- _TASK DETAILS_: Please copy each line of the records below that holds the word "instance".

- _Image point grounding data_:
__________

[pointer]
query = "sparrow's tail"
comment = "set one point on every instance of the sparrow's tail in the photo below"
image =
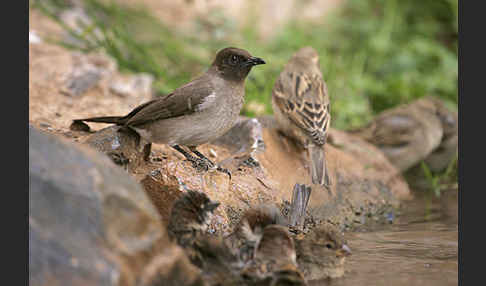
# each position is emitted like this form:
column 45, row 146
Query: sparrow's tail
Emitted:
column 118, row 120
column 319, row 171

__________

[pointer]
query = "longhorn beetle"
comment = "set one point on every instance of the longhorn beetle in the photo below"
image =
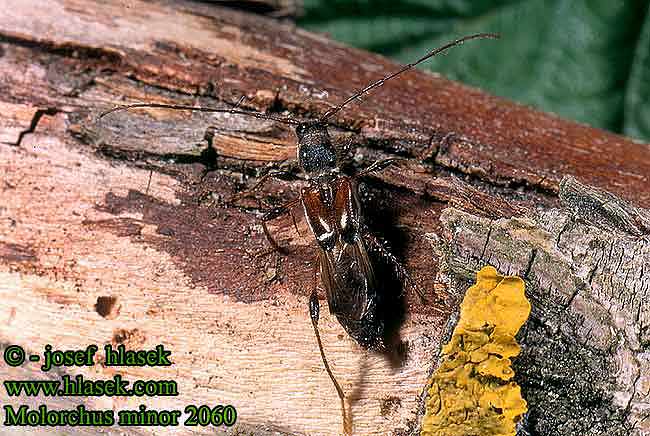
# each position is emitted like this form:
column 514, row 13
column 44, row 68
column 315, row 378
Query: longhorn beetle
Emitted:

__________

- _EXPECTED OUTPUT_:
comment = "set one point on every instance of the sparrow's tail in the photo below"
comment = "set one point on every instance of the longhorn beetle in the photo below"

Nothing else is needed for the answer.